WHAT THIS TASK INVOLVES: Copy the lines between the line containing "Annotation guideline — the target class is shirt collar." and the line containing "234;82;279;97", inclusive, reproducing every row in full and adding 50 to each bounding-box coordinate in the answers.
** start of RECORDS PROVIDED **
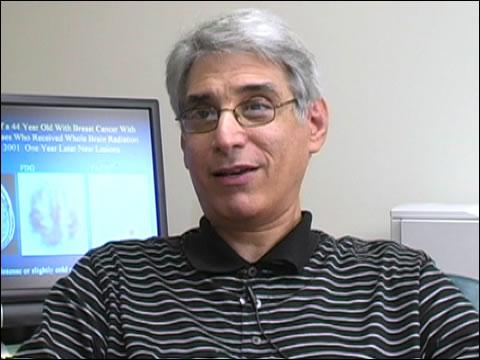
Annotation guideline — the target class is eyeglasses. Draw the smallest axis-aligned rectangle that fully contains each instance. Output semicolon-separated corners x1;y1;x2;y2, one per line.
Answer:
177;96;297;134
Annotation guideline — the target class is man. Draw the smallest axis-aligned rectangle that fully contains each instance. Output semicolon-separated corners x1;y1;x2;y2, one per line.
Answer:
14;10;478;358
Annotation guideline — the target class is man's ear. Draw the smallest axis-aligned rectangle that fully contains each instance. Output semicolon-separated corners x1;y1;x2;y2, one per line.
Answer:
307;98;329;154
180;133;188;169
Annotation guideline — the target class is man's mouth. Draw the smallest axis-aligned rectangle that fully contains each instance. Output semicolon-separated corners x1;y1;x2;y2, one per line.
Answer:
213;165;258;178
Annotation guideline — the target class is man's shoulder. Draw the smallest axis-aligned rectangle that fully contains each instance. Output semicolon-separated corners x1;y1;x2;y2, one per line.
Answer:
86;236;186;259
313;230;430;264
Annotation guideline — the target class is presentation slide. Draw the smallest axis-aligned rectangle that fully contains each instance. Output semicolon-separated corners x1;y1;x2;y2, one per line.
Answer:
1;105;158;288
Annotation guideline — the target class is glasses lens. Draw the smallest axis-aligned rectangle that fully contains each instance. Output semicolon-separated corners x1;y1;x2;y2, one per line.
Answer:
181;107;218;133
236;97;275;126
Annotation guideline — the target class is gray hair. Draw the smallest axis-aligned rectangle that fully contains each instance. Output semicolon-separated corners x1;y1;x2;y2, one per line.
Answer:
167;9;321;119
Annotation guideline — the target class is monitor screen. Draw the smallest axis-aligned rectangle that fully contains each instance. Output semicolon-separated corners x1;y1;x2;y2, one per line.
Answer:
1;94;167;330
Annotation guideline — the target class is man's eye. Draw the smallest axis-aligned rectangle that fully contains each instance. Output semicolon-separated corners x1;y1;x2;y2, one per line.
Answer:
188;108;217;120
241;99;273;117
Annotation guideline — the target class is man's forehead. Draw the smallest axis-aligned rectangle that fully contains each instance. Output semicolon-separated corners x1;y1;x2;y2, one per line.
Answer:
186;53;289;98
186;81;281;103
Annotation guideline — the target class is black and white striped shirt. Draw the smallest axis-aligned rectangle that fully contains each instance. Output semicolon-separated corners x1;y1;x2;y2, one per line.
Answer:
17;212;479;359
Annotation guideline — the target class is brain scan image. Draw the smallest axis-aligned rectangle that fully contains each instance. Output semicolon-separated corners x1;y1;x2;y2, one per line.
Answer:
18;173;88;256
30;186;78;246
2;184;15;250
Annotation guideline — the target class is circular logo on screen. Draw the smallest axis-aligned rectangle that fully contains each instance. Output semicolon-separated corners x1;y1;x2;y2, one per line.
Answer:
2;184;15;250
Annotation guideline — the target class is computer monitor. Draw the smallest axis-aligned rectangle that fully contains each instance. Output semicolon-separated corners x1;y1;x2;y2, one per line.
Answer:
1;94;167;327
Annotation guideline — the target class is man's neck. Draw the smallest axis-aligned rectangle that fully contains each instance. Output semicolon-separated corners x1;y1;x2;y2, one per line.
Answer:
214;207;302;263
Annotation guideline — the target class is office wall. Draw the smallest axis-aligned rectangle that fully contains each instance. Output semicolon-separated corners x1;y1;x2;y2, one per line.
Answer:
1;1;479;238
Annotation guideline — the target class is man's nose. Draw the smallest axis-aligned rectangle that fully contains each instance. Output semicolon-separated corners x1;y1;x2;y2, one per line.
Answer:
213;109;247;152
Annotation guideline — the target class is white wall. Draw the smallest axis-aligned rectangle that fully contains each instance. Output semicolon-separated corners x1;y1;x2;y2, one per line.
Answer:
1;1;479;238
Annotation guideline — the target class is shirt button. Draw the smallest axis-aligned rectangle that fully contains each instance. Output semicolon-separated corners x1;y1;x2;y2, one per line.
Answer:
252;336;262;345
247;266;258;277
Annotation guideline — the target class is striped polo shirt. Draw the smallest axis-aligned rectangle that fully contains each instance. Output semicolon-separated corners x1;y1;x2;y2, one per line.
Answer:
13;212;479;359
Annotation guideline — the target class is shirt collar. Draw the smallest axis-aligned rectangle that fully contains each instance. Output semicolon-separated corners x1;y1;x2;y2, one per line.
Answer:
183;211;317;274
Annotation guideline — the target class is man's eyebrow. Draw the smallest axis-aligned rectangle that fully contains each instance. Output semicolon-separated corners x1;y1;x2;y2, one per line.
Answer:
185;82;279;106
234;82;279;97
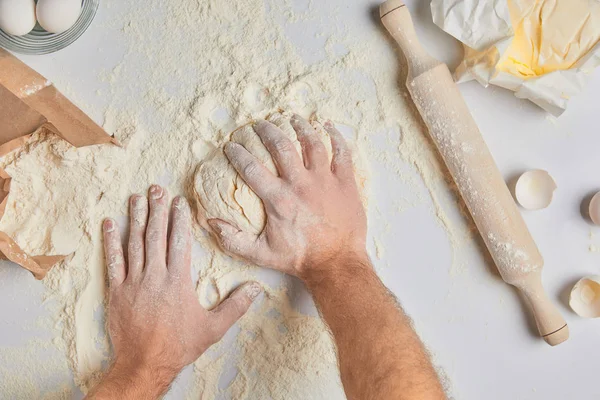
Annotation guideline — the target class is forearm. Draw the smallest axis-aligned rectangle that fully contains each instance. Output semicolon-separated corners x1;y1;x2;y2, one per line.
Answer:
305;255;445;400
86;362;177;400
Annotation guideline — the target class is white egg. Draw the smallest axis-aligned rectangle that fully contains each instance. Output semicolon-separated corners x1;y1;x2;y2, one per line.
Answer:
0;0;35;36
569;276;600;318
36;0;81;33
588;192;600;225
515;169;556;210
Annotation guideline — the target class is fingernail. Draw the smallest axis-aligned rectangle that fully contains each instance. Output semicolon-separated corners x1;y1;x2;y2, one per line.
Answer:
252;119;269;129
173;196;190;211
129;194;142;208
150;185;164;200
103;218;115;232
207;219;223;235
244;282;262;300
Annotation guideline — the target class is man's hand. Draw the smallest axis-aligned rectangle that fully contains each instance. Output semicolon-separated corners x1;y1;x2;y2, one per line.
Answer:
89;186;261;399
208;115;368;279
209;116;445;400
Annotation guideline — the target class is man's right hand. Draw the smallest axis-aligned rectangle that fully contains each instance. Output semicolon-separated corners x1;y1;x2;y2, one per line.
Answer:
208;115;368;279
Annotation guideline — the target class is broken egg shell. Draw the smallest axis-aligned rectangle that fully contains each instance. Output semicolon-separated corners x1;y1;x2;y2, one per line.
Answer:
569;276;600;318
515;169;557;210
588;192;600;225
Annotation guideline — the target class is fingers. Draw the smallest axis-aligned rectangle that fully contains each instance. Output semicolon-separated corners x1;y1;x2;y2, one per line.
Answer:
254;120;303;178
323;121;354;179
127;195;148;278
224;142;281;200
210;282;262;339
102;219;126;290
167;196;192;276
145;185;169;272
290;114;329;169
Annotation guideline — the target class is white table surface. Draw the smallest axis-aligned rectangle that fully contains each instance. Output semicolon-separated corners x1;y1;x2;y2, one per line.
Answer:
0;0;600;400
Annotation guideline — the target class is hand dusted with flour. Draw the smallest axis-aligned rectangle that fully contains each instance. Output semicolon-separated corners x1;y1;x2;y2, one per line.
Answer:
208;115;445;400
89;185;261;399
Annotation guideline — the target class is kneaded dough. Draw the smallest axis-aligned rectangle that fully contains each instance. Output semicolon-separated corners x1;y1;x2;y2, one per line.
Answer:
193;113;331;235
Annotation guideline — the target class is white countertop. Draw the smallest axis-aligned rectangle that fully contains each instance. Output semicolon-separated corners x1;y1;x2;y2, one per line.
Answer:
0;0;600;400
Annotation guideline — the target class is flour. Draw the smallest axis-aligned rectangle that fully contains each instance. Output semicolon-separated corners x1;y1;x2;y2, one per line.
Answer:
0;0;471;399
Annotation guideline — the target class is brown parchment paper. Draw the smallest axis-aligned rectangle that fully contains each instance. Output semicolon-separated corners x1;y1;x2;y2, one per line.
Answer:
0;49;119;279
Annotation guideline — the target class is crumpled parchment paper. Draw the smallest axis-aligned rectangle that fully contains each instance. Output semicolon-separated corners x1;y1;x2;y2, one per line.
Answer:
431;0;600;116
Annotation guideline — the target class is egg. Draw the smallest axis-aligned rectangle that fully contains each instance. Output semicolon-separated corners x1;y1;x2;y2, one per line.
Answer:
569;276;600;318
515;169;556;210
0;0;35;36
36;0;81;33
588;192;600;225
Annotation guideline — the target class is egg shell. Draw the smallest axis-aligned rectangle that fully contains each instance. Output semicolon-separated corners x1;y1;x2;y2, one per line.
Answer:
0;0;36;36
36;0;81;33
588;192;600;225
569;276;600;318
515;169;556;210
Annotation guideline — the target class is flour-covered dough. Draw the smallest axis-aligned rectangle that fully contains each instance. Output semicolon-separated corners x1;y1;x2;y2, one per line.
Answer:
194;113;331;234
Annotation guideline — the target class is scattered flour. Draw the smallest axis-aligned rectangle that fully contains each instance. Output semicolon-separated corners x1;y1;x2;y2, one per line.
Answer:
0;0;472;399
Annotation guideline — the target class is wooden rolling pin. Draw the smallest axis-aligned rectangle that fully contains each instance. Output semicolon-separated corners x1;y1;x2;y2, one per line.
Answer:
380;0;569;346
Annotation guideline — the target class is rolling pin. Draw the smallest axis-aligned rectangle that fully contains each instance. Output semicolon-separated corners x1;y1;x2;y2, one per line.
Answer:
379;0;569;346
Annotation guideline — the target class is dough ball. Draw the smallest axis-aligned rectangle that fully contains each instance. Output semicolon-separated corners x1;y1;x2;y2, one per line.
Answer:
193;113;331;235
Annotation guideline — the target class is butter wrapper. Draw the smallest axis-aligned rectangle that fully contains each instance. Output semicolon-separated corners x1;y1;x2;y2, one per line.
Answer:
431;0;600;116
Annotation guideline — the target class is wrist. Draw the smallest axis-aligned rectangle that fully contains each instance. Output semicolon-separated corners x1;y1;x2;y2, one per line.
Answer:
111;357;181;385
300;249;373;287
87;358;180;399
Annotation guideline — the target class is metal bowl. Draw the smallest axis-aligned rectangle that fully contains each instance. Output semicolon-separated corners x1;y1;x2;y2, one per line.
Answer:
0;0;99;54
** end of RECORDS PROVIDED **
RESULT FOR THIS EXERCISE:
Annotation guideline — the target class is shirt collar. Draw the smallest axis-aligned rectangle that fully contains each instance. Output semicolon-separated corners x1;y1;x2;y2, one per line.
Answer:
233;261;367;324
Annotation guideline — the target class is man's eyebrow. Draw the smallest axis-aligned rectangle that fully contains each instance. Output semicolon-separated corners x1;y1;x2;y2, one per line.
Answer:
235;132;329;156
284;132;329;147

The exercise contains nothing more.